Records excerpted from a collection
★ ★ ★ ★ ★ ★ ★

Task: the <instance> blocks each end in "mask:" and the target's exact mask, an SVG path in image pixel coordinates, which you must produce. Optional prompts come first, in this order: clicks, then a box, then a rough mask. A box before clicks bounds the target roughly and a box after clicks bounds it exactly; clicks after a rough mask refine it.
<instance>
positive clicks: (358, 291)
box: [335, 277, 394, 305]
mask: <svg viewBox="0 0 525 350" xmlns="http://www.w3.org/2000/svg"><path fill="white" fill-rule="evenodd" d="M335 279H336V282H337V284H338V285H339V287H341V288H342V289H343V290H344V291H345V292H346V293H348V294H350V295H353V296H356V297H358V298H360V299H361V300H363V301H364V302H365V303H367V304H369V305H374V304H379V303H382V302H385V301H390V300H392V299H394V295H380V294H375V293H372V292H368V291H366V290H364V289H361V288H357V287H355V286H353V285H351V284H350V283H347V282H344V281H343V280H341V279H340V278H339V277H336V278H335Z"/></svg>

★ ★ ★ ★ ★ ★ ★

▶ [DIRECTIONS FOR THIS TASK]: The records above are to be repeated exactly, in their entirety.

▶ [TASK OUTPUT]:
Task: the <instance> blocks each end in "mask:" and the target's exact mask, an SVG path in image pixel coordinates, which you must produce. Optional prompts come first, in this order: clicks, then a box, then a rough mask. A box before clicks bounds the target roughly and a box after clicks bounds it exactly; clicks after a rough mask refine it.
<instance>
positive clicks: (358, 291)
box: [335, 277, 394, 305]
mask: <svg viewBox="0 0 525 350" xmlns="http://www.w3.org/2000/svg"><path fill="white" fill-rule="evenodd" d="M335 279H336V282H337V284H338V285H339V287H341V288H342V289H343V290H344V291H345V292H346V293H348V294H350V295H353V296H356V297H358V298H360V299H361V300H363V301H364V302H365V303H367V304H369V305H374V304H379V303H382V302H385V301H390V300H392V299H394V295H380V294H375V293H372V292H368V291H366V290H364V289H361V288H357V287H355V286H353V285H351V284H350V283H347V282H344V281H343V280H341V279H340V278H339V277H336V278H335Z"/></svg>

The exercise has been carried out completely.